In the Writing & Wanderlust text, what does the writer call their canary?

Provided text:
==================================================

Writing & Wanderlust
I have been divorced twice and in love more times than I dare to admit. My mother has been married to the same man for over 60 years.
I grow older and the road narrows. I have fewer choices now than I once did and some possibilities will never be open to me. When I was young, I couldn’t imagine staying with the same person for my entire life. At the other end of experience, I now wish I knew what it was like to love and be loved for a lifetime.
A dear friend told me recently that she thinks we must always give up a part of ourselves to be with another. I agree and yet, how do you know when you’ve crossed the line and given up too much?
There are clues, though it seems many of us are very good at ignoring them. Last night I told my two adolescent girls about the caged canaries that workers would carry with them into the coal mines. If lethal gases were present the canary would die before the gases killed the miners. My canary is creativity. When I feel no urge to create, when the images and the words and the ideas no longer fill me up and flow out with joy, I know I have entered dangerous territory. One’s body and soul needs to be fed to create.
Falling in love feeds the soul, but new love– that wild romantic erotic love– never lives forever. It survives best on mystery and secrets, projection and illusion. It is Neptunian and lovely and, often, quite deceptive. So what do old lovers know that I don’t? How did they manage to traverse that heady early terrain to reach the solid ground they stand on? Surely they must also encounter weeks or months or years when they feel they have given up too much. How do they recapture the parts of themselves that they have lost without also sacrificing their love?
I am listening to my creativity. It has been breathless for too long. It’s time to nurture it back to full voice, to full song.
There have been many times in my life when I believed the main reason I was put on this earth was to learn patience. Often, the second I walk out the door following a job interview, I long desperately to turn back around and say to my potential employer: “Can we just be frank? Are you going to hire me or not?”
There are also the sad or sticky moments that inevitably rise with a friend or lover that bring tension, uncertainty or confusion. The bottom line in those instances is that I don’t want to see anyone get hurt (including me). I wish I could ask the other person (and I sometimes do) what I can do to fix it. But, like it or not, I know human emotions are not mathematical equations—the outcome is never certain, which is both too bad and extremely fortunate.

==================================================

Given data:

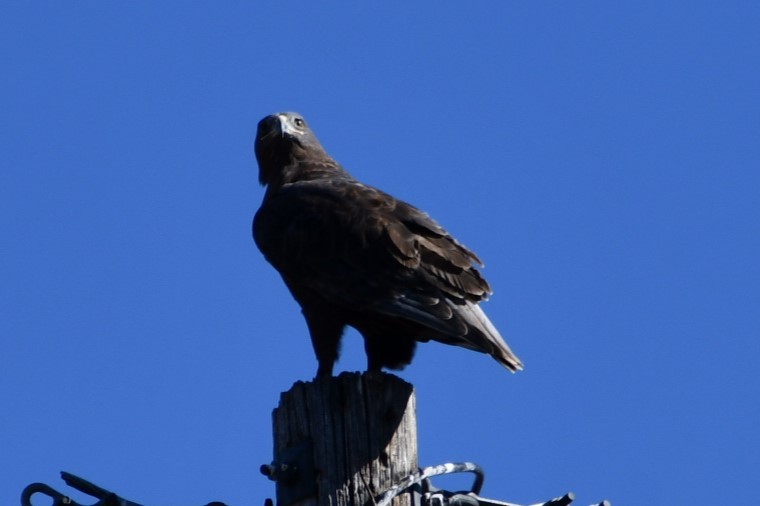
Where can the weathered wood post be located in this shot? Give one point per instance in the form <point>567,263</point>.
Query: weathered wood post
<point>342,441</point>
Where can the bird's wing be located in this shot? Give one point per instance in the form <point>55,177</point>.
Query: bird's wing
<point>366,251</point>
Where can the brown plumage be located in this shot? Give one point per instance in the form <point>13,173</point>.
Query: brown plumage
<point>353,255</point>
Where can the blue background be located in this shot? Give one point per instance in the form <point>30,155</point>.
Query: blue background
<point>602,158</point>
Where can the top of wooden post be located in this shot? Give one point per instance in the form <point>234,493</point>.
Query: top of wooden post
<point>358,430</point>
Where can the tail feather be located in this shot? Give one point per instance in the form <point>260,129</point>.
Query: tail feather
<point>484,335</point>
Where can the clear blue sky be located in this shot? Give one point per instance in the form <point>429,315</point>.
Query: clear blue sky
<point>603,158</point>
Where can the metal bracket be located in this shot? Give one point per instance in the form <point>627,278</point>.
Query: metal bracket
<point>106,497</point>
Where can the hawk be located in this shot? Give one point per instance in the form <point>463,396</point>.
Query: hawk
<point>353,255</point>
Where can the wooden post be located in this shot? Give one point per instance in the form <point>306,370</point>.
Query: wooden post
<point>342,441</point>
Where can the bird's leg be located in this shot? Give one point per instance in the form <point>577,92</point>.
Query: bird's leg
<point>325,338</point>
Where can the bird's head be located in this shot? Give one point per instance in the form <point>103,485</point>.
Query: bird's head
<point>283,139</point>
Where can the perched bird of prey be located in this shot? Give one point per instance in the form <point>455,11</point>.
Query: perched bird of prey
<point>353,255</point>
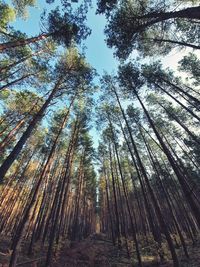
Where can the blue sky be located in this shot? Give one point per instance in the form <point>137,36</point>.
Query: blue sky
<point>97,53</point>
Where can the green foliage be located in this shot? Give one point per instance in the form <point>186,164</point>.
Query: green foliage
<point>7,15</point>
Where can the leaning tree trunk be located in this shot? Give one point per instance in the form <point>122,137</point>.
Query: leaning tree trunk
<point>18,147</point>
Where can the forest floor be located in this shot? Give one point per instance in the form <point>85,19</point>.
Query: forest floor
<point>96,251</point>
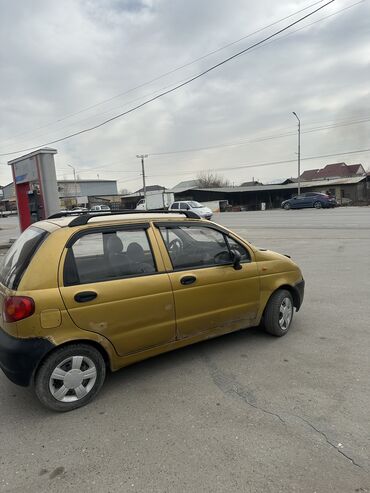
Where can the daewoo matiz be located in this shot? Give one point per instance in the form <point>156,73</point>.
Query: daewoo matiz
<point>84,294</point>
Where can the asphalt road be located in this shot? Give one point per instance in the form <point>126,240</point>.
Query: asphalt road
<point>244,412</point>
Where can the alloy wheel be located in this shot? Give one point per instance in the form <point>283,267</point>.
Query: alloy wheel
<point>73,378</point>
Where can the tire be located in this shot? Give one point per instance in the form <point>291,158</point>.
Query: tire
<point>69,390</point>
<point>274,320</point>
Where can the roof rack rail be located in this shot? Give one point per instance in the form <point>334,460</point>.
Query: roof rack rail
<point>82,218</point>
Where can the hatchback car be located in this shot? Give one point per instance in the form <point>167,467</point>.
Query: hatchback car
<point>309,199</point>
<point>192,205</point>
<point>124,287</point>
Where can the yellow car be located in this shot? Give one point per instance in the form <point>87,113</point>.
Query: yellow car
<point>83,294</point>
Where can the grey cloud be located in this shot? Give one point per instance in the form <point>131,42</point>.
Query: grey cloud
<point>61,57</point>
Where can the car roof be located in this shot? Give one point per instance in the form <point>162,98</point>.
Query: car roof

==================================================

Written reply:
Creativity.